▶ [EXCERPT TO READ]
## BEGIN

Github: https://github.com/adityawdubey/Instrumenting-FastAPI-using-OpenTelemetry

In today’s cloud-native environments, end-to-end observability is essential for understanding the behavior and performance of your microservices. As applications become more distributed, it becomes crucial to monitor them comprehensively, across infrastructure, networks, databases, and more. This is where Application Performance Monitoring (APM) comes in, providing deep insights to help you quickly detect, troubleshoot, and resolve performance issues.

To understand our FastAPI application better, we can use OpenTelemetry for tracing and observability, while Grafana and Tempo will help visualize and store traces. In this blog post, we’ll go through how to instrument FastAPI microservices. I’ll also show you how to deploy and visualize the collected traces using Grafana and Tempo, whether on Kubernetes or local setups.

Let's dive into the details.

Introduction to Observability with OpenTelemetry, Grafana, and Tempo

What is Observability?

Observability is the ability to understand what’s happening inside your system by looking at the data it produces, such as logs, metrics, and traces. It’s like having a window into your system’s health and behavior, helping you quickly spot and fix issues. In modern software, especially when using microservices, observability is key to keeping things running smoothly. It gives you the tools to monitor, troubleshoot, and improve performance by collecting and analyzing data from different parts of your application.

• Logs: Text-based data about events that happen in a system, useful for post-mortem analysis.

• Metrics: These are numerical data points, like response times or memory usage, collected over time. Metrics help you track the performance and health of your system.

• Tracing: Tracing tracks the flow of a request as it moves through your system, especially across multiple microservices. It provides a detailed, step-by-step view of how different parts of the system work together and helps identify bottlenecks or failures.

Logs and metrics alone aren't always enough to fully understand what's happening in a complex, distributed system. Tracing helps fill in the gaps by showing how requests travel across microservices and where they might encounter issues like latency or failures.

Now that we understand why observability is critical, let’s explore how we can achieve it effectively using OpenTelemetry.

Why OpenTelemetry?

OpenTelemetry is an open-source project that standardizes the collection of telemetry data and supports multiple programming languages and systems. With OpenTelemetry, you can collect logs, metrics, and traces in a consistent format. This makes it easier to integrate with observability tools like Grafana, Jaeger, Prometheus, Dynatrace, and Datadog.

OpenTelemetry provides:

• APIs for generating telemetry data.

• SDKs for various programming languages, including Python, Java, JavaScript, Go, etc.

• Collectors to process and export data to multiple observability backends.

This makes OpenTelemetry a flexible and cost-effective choice for observability, as it is open-source and vendor-agnostic.

## END

▶ [MATERIAL SUPPLIED]
## BEGIN

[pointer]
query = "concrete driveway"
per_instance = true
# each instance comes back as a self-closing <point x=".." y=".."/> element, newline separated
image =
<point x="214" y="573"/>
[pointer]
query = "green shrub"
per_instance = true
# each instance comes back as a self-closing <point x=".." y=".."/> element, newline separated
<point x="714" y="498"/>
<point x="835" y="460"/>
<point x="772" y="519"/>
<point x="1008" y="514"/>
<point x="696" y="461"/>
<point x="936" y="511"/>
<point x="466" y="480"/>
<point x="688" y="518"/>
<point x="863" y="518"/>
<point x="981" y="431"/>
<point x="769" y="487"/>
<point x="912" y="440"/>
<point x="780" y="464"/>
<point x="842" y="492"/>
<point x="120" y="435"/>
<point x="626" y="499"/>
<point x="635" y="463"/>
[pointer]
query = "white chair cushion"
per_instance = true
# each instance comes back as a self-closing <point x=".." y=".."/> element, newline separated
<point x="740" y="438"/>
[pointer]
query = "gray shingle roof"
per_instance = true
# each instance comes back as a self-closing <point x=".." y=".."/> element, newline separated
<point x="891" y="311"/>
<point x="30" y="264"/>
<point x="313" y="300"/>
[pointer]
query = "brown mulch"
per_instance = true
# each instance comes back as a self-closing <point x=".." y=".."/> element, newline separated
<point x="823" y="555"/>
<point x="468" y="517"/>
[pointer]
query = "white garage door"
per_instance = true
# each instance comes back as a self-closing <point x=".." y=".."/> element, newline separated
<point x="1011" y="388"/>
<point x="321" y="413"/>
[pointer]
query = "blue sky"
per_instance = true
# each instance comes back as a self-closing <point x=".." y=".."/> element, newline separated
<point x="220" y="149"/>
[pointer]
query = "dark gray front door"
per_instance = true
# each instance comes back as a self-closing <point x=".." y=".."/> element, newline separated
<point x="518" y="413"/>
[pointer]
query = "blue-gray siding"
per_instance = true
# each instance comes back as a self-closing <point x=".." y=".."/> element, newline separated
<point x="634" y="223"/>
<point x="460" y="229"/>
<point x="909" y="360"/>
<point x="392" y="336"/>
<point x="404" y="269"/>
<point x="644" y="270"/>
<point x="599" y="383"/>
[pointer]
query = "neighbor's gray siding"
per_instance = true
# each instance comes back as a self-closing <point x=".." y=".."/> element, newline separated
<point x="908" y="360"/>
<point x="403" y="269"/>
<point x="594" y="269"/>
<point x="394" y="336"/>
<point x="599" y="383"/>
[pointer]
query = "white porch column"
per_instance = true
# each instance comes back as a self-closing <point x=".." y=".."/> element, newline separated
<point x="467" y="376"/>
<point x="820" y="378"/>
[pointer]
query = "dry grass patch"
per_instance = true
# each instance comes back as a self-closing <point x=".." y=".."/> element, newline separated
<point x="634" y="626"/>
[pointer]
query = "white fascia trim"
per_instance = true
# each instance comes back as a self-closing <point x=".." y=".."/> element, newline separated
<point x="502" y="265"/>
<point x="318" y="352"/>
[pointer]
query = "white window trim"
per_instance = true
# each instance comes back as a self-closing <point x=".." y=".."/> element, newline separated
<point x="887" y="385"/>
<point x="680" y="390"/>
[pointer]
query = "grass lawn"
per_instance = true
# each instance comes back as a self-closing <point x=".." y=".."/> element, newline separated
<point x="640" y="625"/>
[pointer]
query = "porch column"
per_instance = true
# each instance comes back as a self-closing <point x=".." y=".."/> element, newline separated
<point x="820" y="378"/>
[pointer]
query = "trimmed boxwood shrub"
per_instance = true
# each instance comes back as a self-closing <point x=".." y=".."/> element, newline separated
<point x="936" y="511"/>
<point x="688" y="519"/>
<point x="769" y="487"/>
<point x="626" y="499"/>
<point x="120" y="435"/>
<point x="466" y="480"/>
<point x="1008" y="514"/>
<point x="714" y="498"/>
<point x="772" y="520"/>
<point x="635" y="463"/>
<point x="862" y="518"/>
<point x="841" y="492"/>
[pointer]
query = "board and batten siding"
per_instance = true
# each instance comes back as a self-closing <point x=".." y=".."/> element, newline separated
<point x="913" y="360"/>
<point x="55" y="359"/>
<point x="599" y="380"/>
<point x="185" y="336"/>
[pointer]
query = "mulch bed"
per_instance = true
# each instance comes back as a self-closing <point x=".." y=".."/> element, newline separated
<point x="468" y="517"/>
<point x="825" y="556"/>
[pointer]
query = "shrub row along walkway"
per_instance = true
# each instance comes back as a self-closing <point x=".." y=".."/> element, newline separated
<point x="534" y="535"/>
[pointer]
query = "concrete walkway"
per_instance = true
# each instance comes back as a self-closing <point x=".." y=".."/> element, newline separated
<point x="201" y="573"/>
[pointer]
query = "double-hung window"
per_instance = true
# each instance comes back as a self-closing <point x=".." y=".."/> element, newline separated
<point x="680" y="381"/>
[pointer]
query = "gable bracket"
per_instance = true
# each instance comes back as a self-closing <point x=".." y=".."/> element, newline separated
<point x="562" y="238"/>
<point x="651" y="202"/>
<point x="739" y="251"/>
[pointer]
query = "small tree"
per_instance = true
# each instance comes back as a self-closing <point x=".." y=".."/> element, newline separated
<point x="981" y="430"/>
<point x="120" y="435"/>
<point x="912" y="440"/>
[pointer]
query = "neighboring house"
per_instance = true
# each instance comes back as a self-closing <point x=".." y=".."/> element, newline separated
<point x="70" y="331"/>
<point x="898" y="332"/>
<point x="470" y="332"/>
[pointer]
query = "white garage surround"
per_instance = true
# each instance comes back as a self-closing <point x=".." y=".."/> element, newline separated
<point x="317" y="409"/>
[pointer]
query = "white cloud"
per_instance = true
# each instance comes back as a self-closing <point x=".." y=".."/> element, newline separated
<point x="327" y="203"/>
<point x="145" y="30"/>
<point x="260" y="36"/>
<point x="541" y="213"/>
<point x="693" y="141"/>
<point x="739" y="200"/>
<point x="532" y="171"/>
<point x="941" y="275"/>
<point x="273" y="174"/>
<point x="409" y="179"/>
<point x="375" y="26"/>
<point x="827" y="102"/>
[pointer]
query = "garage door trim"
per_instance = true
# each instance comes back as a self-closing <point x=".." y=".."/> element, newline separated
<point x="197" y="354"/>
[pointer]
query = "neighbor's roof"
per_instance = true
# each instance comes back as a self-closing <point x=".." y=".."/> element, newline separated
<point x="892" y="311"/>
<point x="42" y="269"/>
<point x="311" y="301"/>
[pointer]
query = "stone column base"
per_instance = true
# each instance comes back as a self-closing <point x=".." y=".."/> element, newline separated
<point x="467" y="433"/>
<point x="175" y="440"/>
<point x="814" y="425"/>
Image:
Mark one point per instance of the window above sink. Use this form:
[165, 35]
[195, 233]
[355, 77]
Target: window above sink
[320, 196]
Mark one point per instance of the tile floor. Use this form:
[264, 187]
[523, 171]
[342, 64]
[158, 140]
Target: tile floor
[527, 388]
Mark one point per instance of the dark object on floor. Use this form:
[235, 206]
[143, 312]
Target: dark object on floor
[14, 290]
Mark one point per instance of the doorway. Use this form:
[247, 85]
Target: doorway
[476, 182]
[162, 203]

## END

▶ [DO THIS] What three things does OpenTelemetry provide, according to the blog post on instrumenting FastAPI with OpenTelemetry?

▶ [EXPECTED ANSWER] APIs for generating telemetry data, SDKs for various programming languages, and collectors to process and export data to multiple observability backends.